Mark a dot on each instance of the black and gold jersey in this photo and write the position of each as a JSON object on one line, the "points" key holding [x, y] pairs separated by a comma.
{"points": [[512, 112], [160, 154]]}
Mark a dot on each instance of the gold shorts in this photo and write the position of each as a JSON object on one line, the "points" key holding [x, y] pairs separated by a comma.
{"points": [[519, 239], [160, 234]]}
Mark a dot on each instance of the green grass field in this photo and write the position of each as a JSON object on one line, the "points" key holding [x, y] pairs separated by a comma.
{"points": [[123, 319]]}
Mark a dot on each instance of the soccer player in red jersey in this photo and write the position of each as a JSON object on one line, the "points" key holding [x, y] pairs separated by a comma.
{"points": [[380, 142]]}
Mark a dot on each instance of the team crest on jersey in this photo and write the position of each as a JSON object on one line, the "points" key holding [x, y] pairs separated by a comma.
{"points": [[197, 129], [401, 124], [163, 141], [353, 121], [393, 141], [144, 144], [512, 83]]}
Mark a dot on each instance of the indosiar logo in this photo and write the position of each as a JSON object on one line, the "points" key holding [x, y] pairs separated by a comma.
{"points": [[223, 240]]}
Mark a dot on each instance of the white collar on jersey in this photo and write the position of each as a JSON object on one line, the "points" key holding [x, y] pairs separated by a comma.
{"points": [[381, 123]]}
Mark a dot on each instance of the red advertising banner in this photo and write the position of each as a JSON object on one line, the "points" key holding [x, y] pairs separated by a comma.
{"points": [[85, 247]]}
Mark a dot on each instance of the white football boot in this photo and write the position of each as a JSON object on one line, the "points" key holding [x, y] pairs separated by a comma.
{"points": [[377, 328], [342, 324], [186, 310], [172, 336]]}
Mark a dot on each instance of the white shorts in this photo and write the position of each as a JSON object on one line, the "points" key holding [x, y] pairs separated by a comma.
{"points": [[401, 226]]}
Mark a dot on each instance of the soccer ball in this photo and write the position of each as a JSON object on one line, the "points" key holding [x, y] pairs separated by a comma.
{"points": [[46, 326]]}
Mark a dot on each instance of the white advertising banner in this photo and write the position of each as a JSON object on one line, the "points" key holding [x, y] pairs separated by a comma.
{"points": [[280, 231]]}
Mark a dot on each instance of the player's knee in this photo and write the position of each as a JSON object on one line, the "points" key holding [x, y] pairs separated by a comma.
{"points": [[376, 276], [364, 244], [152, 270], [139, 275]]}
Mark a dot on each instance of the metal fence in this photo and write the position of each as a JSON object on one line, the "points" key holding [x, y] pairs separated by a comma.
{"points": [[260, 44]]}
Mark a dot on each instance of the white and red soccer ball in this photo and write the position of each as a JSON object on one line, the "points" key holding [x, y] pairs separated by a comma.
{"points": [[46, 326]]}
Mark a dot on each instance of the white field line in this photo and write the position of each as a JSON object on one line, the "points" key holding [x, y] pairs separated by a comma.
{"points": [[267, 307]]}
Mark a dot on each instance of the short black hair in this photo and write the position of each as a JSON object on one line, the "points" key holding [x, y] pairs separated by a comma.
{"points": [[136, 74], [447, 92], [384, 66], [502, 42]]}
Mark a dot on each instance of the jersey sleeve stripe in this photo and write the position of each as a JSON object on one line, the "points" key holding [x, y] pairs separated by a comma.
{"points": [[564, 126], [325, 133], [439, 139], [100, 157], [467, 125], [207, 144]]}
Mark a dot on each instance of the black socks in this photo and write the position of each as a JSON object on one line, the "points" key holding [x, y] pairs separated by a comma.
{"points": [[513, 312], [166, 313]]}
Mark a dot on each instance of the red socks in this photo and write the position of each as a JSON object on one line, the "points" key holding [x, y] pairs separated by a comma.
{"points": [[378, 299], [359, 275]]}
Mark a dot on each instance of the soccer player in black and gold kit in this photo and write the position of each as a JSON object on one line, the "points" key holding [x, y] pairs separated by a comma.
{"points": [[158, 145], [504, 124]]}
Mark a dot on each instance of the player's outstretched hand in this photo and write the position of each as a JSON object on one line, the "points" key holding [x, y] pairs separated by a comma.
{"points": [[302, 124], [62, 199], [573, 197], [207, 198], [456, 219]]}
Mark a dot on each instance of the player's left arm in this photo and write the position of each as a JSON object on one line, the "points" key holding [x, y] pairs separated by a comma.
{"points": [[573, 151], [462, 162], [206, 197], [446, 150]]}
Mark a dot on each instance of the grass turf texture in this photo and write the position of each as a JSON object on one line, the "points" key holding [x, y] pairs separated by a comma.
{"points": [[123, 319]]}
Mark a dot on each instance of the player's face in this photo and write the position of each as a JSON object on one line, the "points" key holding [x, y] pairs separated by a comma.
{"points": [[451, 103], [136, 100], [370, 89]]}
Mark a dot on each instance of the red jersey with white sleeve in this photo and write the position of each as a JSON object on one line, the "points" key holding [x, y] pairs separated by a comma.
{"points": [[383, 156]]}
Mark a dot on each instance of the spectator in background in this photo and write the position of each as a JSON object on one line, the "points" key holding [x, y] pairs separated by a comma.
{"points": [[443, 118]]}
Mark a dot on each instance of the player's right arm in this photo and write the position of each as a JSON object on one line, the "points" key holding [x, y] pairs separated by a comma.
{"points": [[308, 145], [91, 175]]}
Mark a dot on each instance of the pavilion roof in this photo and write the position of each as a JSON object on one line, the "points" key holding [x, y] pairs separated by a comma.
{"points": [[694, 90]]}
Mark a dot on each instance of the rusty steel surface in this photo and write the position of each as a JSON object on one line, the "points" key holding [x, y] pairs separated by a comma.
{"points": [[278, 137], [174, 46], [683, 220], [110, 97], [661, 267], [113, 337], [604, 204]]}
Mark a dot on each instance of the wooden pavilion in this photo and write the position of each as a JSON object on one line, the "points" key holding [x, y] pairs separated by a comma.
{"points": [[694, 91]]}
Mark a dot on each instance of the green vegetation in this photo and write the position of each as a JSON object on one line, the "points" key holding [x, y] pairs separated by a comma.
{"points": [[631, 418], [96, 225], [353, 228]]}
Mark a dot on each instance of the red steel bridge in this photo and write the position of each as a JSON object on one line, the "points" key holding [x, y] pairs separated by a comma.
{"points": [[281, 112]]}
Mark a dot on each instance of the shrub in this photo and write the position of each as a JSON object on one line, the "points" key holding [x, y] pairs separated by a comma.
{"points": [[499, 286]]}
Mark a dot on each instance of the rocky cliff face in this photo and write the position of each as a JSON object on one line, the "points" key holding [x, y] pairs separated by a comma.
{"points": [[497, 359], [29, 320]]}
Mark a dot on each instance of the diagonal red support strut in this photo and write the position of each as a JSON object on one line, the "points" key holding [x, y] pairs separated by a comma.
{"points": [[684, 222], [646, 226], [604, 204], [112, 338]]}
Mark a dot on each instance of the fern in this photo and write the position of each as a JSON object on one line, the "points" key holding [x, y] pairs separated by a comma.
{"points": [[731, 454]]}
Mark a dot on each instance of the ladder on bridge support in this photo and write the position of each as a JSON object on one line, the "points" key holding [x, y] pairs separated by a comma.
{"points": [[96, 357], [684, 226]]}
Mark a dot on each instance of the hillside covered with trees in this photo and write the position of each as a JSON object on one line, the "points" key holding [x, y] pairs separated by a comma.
──────────────────────────────
(Exercise): Transcribe the whole listing exactly.

(Response below):
Mark a dot on each instance of the black and gold jersey in this photo and write the position of each as a JSON object on one line, the "points" key holding [x, y] pairs separated by a comma.
{"points": [[512, 112], [160, 154]]}
Mark a dot on each instance of the gold shorts in this photo and write the position of each as a JSON object on one line, the "points" key holding [x, y] pairs separated by a comma.
{"points": [[519, 239], [160, 234]]}
Mark a dot on each instance of the green grass field in this photo and write the position of each as a JSON object on one line, the "points" key holding [x, y] pairs separated by a comma.
{"points": [[123, 319]]}
Mark a dot on each instance of the soccer player in red jersey in this photo and write the position of each as a JSON object on one line, the "points" key holding [x, y] pairs separated by a comma.
{"points": [[380, 142]]}
Mark a dot on each instance of the team crest on jersey in this photo and write the position of each as a JSON object on one line, the "points" key holding [x, y] pairs separated by a comma.
{"points": [[197, 129], [401, 124], [163, 141], [353, 121], [393, 141], [144, 144], [512, 83]]}
Mark a dot on each instance of the indosiar logo in this photo and write the position of each as a JSON object on one line, the "points" key holding [x, y] pairs separated by a comma.
{"points": [[223, 240]]}
Mark a dot on each instance of the white collar on jersey in this photo and write the position of each as a JSON object on one line, the "points" key holding [x, y] pairs separated by a comma.
{"points": [[381, 123]]}
Mark a dot on each instance of the red advertising banner in this photo and write the position of each as a JSON object on one line, the "points" key holding [x, y] pairs separated by a comma.
{"points": [[85, 247]]}
Mark a dot on each instance of the white football boot in this photo and write the position of each as a JSON object on one line, the "points" key holding [x, y] pairs separated by a comma.
{"points": [[377, 328], [342, 324], [186, 310], [172, 336]]}
Mark a dot on each instance of the white shorts in this photo and write the position of each as a JSON object on one line, the "points" key holding [x, y] pairs separated by a comma.
{"points": [[401, 226]]}
Mark a dot on each instance of the soccer ball in this photo and write the position of each as a JSON object on one line, the "points" key holding [x, y] pairs separated by a comma.
{"points": [[46, 326]]}
Mark a dot on each instance of the white advertising banner in this photo and write the position of each as a JSON object on one line, the "points" key holding [x, y] pairs separated by a comma.
{"points": [[280, 231]]}
Mark a dot on each instance of the player's knee in this photo and write the position of each as a JSON object on one line, the "points" key holding [x, y] pairs separated by a comma.
{"points": [[376, 276], [364, 244], [152, 270], [139, 275]]}
Mark a dot on each instance of the metal fence in this photo and write the position of each as a JSON object on one line, the "points" key holding [x, y] pairs separated by a comma.
{"points": [[260, 44]]}
Mark a dot on each instance of the white and red soccer ball in this photo and write the position of each as a JSON object on one line, the "points" key holding [x, y] pairs separated by a comma.
{"points": [[46, 326]]}
Mark a dot on each instance of the white field line in this photo and write the position of each as a JSON object on one line, the "points" key holding [x, y] pairs separated by a comma.
{"points": [[267, 307]]}
Mark a dot on each instance of the short black hair in this photo and write the position of each as a JSON object on one line, the "points" key holding [x, y] pairs separated by a comma.
{"points": [[136, 74], [447, 92], [384, 66], [502, 42]]}
Mark a dot on each instance of the jersey sleeve stripe in this photo and write the position of each as a JSON object on one line, the "points" key holding [x, y] pairs separated by a comma.
{"points": [[564, 126], [325, 133], [439, 139], [100, 157], [467, 125], [207, 144]]}
Mark a dot on each instance of the black socks in this photo and write the position of each as a JSON object on one line, the "points" key holding [x, y] pairs separated by a comma.
{"points": [[513, 312], [166, 313]]}
Mark a dot on each instance of the red socks in this photo and write the position of each as a JSON object on one line, the "points" key holding [x, y] pairs separated by a comma.
{"points": [[378, 299], [359, 275]]}
Mark a dot on each instance of the soccer player in black and gold kit in this photo and write the position of each as a JSON object on one line, the "points" key holding [x, y] pairs separated by a comma.
{"points": [[158, 145], [504, 124]]}
Mark a dot on each instance of the player's outstretched hand in this photo and write the position of each as a JSON object on one line, the "points" key holding [x, y] pairs separated by a comma.
{"points": [[302, 124], [62, 199], [573, 197], [207, 198], [456, 219]]}
Mark a dot on each instance of the player's left arm in this photo and write the position of each as a JSON object on one line, the "points" key holding [x, y] pairs separated by a comma.
{"points": [[573, 151], [462, 162], [206, 197], [446, 150]]}
Mark a dot on each instance of the grass turf texture in this photo and write the position of each as a JSON object on one line, the "points" key holding [x, y] pairs separated by a comma.
{"points": [[123, 319]]}
Mark a dot on each instance of the player's face in this photo and write the position of each as a JSON object on one line, the "points" key holding [x, y] pairs separated by a comma.
{"points": [[451, 103], [136, 100], [370, 89]]}
Mark a dot on each instance of the red jersey with white sleeve in this photo and write the position of each as a JSON object on one line, the "points" key holding [x, y] pairs separated by a comma.
{"points": [[383, 156]]}
Mark a dot on each instance of the spectator in background in this photo and write the position of each as a JSON object on one line, the "points" key holding [x, y] pairs separated by a comma.
{"points": [[443, 118]]}
Mark a dot on each instance of the player's right arm in this photo and write the position of each as a JSON object on one line, the "points" key holding [x, y] pairs separated by a comma.
{"points": [[308, 145], [91, 175]]}
Mark a dot on each instance of the pavilion roof in this photo and write the position of each as a JSON object on one line, the "points" key holding [x, y] pairs separated by a comma.
{"points": [[694, 90]]}
Mark a dot on each instance of the rusty steel surface in this photo and write the position of each as a JSON object on one line, the "points" key holding [x, y] pairs separated by a comma.
{"points": [[278, 137], [174, 46], [683, 220], [110, 97], [661, 267], [113, 337], [604, 204]]}
Mark a dot on each instance of the wooden pavilion in this photo and write the position of each as a JSON object on one line, the "points" key holding [x, y] pairs separated by a comma.
{"points": [[694, 91]]}
Mark a dot on each instance of the green vegetation in this photo and write the position of each as a JSON object on one line, the "points" key holding [x, y] pairs separated by a comma.
{"points": [[631, 418], [96, 225], [353, 228]]}
Mark a dot on each instance of the red steel bridge in this photo and write the position of each as a JSON object on one line, the "points" key holding [x, y] pairs separated by a comma.
{"points": [[281, 112]]}
Mark a dot on each instance of the shrub in this photo and write the position of each as a JSON object on one line, the "points" key holding [x, y] pairs separated by a comma.
{"points": [[499, 286]]}
Mark a dot on each instance of the rocky cliff face in this photo and write the position of each as a JSON object on one line, the "points" key holding [x, y] pairs separated by a comma.
{"points": [[497, 359], [29, 320]]}
Mark a dot on each instance of the diagonal red support strut in this photo and write the position of each as a JSON object on one line, the "points" key holding [x, y] pairs separated by a comma.
{"points": [[684, 222], [646, 226], [604, 204], [112, 338]]}
Mark a dot on each instance of the fern in this photo and write the position of each as a JSON object on one line, the "points" key holding [x, y] pairs separated by a comma.
{"points": [[731, 454]]}
Mark a dot on each instance of the ladder on bridge support in this photo and write the position of each as a JSON object on one line, the "points" key holding [x, y] pairs separated by a comma.
{"points": [[96, 357], [684, 226]]}
Mark a dot on each instance of the hillside covered with trees in this photo and write the position of each as a JSON object on one line, the "points" key holding [x, y] pairs separated by a comma.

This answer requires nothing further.